▶ _Given exercise_: Return all of the records below verbatim, and leave the pictures out of your reply.

[Rows of box annotation data]

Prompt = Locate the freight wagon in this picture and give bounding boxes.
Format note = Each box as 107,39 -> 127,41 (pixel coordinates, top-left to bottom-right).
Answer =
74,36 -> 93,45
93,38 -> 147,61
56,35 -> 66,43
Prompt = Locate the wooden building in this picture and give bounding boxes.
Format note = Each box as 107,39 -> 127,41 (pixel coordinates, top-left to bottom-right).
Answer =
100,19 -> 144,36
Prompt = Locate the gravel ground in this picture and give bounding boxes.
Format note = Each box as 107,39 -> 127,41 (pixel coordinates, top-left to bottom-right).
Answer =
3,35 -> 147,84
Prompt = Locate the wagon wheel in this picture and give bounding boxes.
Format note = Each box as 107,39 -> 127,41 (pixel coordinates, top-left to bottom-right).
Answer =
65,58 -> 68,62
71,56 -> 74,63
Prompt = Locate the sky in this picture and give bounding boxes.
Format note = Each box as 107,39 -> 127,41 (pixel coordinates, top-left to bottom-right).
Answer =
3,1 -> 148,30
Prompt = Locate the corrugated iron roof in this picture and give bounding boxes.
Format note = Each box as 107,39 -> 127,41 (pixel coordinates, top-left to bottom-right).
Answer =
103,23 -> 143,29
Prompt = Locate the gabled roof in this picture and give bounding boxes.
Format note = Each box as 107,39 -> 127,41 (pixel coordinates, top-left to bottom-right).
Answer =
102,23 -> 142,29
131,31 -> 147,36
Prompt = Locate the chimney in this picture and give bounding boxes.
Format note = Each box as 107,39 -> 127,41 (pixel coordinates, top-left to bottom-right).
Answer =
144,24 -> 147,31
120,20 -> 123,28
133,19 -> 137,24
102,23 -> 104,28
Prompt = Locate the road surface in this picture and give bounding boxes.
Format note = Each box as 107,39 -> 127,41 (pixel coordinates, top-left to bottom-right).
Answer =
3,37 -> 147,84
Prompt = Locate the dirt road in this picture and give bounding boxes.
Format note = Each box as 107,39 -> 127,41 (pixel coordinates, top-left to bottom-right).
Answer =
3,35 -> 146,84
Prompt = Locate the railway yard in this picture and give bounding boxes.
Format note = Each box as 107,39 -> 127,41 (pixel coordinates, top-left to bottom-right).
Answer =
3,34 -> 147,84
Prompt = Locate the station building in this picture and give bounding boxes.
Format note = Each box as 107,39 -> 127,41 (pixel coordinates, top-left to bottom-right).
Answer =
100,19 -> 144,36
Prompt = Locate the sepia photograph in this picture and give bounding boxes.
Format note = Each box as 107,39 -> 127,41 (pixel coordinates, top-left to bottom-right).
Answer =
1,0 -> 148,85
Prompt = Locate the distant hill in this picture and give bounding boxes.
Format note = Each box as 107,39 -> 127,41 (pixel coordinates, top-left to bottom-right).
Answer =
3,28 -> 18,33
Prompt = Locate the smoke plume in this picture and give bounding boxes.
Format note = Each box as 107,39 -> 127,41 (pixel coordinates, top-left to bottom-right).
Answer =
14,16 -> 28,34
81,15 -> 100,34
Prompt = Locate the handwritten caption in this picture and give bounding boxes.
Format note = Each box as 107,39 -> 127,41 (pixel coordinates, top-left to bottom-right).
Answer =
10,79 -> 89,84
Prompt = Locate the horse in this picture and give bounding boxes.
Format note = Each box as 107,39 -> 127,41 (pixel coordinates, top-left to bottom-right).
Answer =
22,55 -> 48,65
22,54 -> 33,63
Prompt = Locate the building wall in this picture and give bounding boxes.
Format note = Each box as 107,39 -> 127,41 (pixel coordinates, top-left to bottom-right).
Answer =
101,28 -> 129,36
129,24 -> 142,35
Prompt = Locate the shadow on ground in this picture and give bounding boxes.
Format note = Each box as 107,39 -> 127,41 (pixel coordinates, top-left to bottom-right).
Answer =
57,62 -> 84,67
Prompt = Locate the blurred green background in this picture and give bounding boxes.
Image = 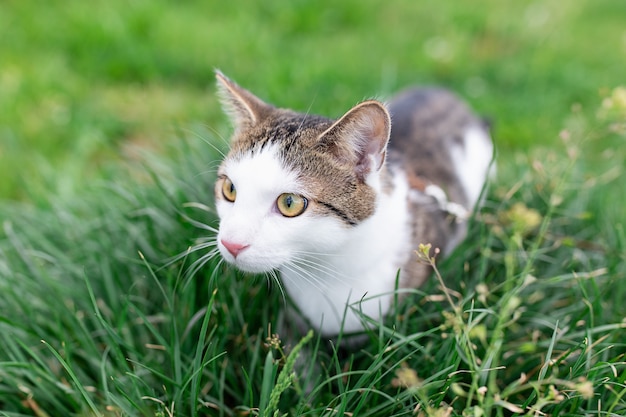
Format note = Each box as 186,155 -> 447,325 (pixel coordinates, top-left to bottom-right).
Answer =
0,0 -> 626,200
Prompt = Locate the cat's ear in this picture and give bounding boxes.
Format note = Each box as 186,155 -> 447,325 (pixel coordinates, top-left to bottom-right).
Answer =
319,100 -> 391,180
215,70 -> 272,130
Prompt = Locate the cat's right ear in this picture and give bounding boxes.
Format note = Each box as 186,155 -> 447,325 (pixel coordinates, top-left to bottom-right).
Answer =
215,70 -> 272,131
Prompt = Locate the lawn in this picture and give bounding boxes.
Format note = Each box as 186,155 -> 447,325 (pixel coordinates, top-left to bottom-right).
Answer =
0,0 -> 626,417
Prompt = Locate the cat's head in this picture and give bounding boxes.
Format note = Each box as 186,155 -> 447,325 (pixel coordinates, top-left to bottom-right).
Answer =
215,72 -> 390,272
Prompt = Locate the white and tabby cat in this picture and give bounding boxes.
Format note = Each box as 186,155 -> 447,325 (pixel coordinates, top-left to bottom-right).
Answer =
215,72 -> 493,335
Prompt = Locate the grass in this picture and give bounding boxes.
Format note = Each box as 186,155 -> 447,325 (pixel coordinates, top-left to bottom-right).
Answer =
0,1 -> 626,417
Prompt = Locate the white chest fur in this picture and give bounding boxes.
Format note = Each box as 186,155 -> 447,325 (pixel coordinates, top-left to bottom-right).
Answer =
280,169 -> 411,335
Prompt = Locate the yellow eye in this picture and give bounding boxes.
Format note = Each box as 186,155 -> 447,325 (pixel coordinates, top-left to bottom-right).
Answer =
276,193 -> 308,217
222,178 -> 237,203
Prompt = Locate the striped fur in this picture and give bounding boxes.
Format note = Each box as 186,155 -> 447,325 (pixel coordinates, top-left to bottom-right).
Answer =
215,72 -> 493,335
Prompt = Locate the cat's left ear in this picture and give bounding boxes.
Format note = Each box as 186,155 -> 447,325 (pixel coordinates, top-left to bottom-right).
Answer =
215,70 -> 273,130
318,100 -> 391,180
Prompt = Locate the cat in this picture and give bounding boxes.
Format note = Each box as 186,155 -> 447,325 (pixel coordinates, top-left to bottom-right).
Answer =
215,71 -> 493,336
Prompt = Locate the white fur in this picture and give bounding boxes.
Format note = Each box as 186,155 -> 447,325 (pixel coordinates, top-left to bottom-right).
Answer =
450,127 -> 493,206
217,148 -> 410,335
281,166 -> 410,334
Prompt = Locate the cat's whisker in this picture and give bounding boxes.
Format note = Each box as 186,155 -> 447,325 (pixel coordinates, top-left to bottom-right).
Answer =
182,213 -> 218,234
283,261 -> 327,293
294,257 -> 354,282
265,269 -> 287,304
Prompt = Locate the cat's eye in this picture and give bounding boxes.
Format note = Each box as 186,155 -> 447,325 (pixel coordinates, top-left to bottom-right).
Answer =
276,193 -> 308,217
222,178 -> 237,203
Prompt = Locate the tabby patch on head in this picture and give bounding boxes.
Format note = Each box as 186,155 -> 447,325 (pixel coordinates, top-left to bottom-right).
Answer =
215,72 -> 493,335
215,72 -> 390,272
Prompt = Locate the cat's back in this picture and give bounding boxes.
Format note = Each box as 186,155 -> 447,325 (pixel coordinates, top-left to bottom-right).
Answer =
388,87 -> 493,210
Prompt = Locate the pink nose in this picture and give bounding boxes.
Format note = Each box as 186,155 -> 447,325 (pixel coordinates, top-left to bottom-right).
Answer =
222,239 -> 250,258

▶ _Result of the task_:
Prompt = Locate the freight wagon in this picture and give bounding boxes.
Format note = Each box as 107,39 -> 127,41 (pixel coordinates, top-left to bottom-right).
Answer =
74,36 -> 93,45
93,38 -> 147,61
56,35 -> 66,43
Prompt = Locate the wooden building in this picture and give bounding boxes.
Format note = Each box as 107,39 -> 127,41 (pixel coordinates, top-left to bottom-right).
Answer =
100,19 -> 144,36
Prompt = Locate the gravel ground in this picture and give bounding boxes.
Format note = Each box as 107,39 -> 127,41 (pixel coordinates, top-left to bottom-right).
Answer =
3,35 -> 147,84
Prompt = Locate the wagon wheel in this picture and give bounding boxes.
Format note = Each box as 107,39 -> 127,41 (pixel coordinates, top-left to bottom-right).
Answer =
65,58 -> 68,62
71,56 -> 74,63
Prompt = Locate the sky in this picture and give bounding boxes.
Format note = Each box as 107,39 -> 127,41 (pixel coordinates, top-left to bottom-right).
Answer =
3,1 -> 148,30
Prompt = Locate the corrugated iron roof in this picture and give bounding boxes.
Format note = Each box as 107,39 -> 127,41 (pixel coordinates, top-left to bottom-right).
Answer =
103,23 -> 143,29
Prompt = Locate the gabled roof in this picture and give bounding boxes.
Format note = Each box as 107,39 -> 127,41 (pixel coordinates, top-left to bottom-right).
Answer =
102,23 -> 142,29
131,31 -> 147,36
Prompt = Locate the chimney in this picture and give bounding boxes.
Format note = Each box as 107,39 -> 127,41 (pixel coordinates, top-left to bottom-right).
Answer =
144,24 -> 147,31
120,20 -> 123,28
133,19 -> 137,24
102,23 -> 104,28
Prompt = Locate the road surface in this picture and give bounding boxes.
Format note = Each box as 107,39 -> 127,41 (pixel coordinates, top-left to bottom-right).
Answer =
3,37 -> 147,84
Prompt = Locate the dirt road in this picture and give bounding boxes.
Format note = Each box as 107,39 -> 127,41 (pixel coordinates, top-left to bottom-right).
Answer =
3,35 -> 146,84
Prompt = Locate the railway yard in this picture and give bounding boxes.
Format note = Each box as 107,39 -> 127,41 (pixel coordinates, top-left to bottom-right).
Answer =
3,34 -> 147,84
Prompt = Locate the station building in this picture and give bounding boxes.
Format note = Each box as 107,39 -> 127,41 (pixel coordinates, top-left to bottom-right).
Answer =
100,19 -> 144,36
Prompt = Locate the sepia photograph in this picture and give bounding boxes.
Format note = Each box as 107,39 -> 127,41 (pixel coordinates, top-left to bottom-right).
Answer =
1,0 -> 148,85
Prompt = Locate the distant hill in this picture and give bounding boxes.
Format note = Each box as 107,39 -> 127,41 (pixel coordinates, top-left to bottom-right).
Answer =
3,28 -> 18,33
Prompt = Locate the smoke plume in this picture and give bounding boxes.
Format note = Each box as 107,39 -> 127,41 (pixel coordinates, top-left to bottom-right).
Answer =
14,16 -> 28,34
81,15 -> 100,34
Prompt = Locate the handwritten caption in this picture and give bounding boxes.
Format note = Each box as 107,39 -> 127,41 (pixel coordinates, top-left to bottom-right).
Answer =
10,79 -> 89,84
Prompt = Locate the horse in this picture and give bounding boxes.
Format note = Each box as 107,39 -> 127,41 (pixel coordinates, top-left to bottom-right).
Answer =
22,55 -> 48,65
22,54 -> 33,63
Prompt = Locate the building wall in this picture and give bounding boxes.
Format note = Each box as 107,39 -> 127,41 (pixel coordinates, top-left to bottom-right).
Answer =
101,28 -> 129,36
129,24 -> 142,35
Prompt = Locate the shadow on ground in this picture and give bounding boxes.
Format note = Each box as 107,39 -> 127,41 (pixel coordinates, top-left to bottom-right).
Answer =
57,62 -> 84,67
Prompt = Locate the blurred green background in this picture and give bounding boxes.
Image = 
Format note = Each box as 186,155 -> 447,325 (pixel coordinates, top-left to bottom-right).
Answer =
0,0 -> 626,200
Prompt = Locate the cat's ear in this picture and give bounding boxes.
Format note = Each box as 186,155 -> 447,325 (pixel coordinates, top-left to bottom-right).
Answer =
319,100 -> 391,180
215,70 -> 272,130
Prompt = Locate the cat's right ear in this picture and give bounding boxes.
Format note = Each box as 186,155 -> 447,325 (pixel coordinates, top-left to bottom-right).
Answer =
215,70 -> 272,131
Prompt = Locate the lawn in this picture and give bounding boxes.
Format note = Each box as 186,155 -> 447,325 (pixel coordinates, top-left to bottom-right).
Answer =
0,0 -> 626,417
Prompt = Locate the cat's head in this picture and give bounding boxes.
Format note = Each box as 186,155 -> 447,325 (pixel coordinates, top-left to bottom-right).
Answer =
215,72 -> 390,272
Prompt = Locate the white and tabby cat in this picture and give bounding boxes.
Format note = Each box as 186,155 -> 447,325 (pixel coordinates, top-left to bottom-right).
Answer =
215,72 -> 493,335
Prompt = Locate the grass in this picture and give bounding boxes.
Format note = Each box as 186,155 -> 447,325 (pixel coordinates, top-left to bottom-right).
Answer =
0,1 -> 626,417
Prompt = Locate the white chest fur in this picture and give bounding boxes.
Format note = Each box as 186,155 -> 447,325 (pixel coordinates, top-left to bottom-right).
Answer =
280,169 -> 411,335
Prompt = Locate the yellow eye in this picture and give bounding boxes.
Format note = Each box as 186,155 -> 447,325 (pixel coordinates, top-left to bottom-right).
Answer =
276,193 -> 308,217
222,178 -> 237,203
Prompt = Locate the striped fur in this picture and give bounding boxes.
Format note = Each box as 186,155 -> 447,325 (pixel coordinates, top-left to bottom-right).
Answer =
215,72 -> 493,335
Prompt = Locate the cat's left ear in this picture and give bounding boxes.
Format note = Each box as 186,155 -> 447,325 (pixel coordinates, top-left to bottom-right).
Answer =
215,70 -> 273,130
318,100 -> 391,180
Prompt = Locate the cat in this picture and give bounding boxes.
Format note = Each box as 186,155 -> 447,325 (pixel coordinates, top-left to bottom-right).
Answer =
215,71 -> 493,336
Prompt = Locate the white fur in this picture and give bounding boxes.
Format note = Each box as 186,155 -> 447,325 (pixel coordinates, top-left to bottom-right).
Answer =
450,127 -> 493,206
217,148 -> 410,335
281,166 -> 410,334
Prompt = Locate the cat's whisker in this picture and give bounding boxes.
Format note = Each box as 186,155 -> 447,325 (pixel coordinates, top-left to bottom-right).
Answer =
182,213 -> 218,234
283,261 -> 327,293
294,257 -> 354,282
265,269 -> 287,304
Prompt = Locate the cat's eye in this picture and give bounding boxes.
Format note = Each box as 186,155 -> 447,325 (pixel coordinates, top-left to bottom-right).
Answer =
276,193 -> 308,217
222,178 -> 237,203
Prompt = Locate the tabby patch on head in this picture and give bounding boxes.
Format note = Each box as 186,155 -> 447,325 (pixel coordinates, top-left to bottom-right).
Answer =
215,72 -> 493,335
215,72 -> 390,272
Prompt = Locate the cat's back in this picture and give bounding boxes.
Format note = Each box as 186,155 -> 447,325 (pixel coordinates, top-left to bottom-right).
Answer =
388,87 -> 493,210
Prompt = Locate the pink nose in this picture and give bounding boxes.
Format note = Each box as 186,155 -> 447,325 (pixel coordinates, top-left to bottom-right).
Answer =
222,239 -> 250,258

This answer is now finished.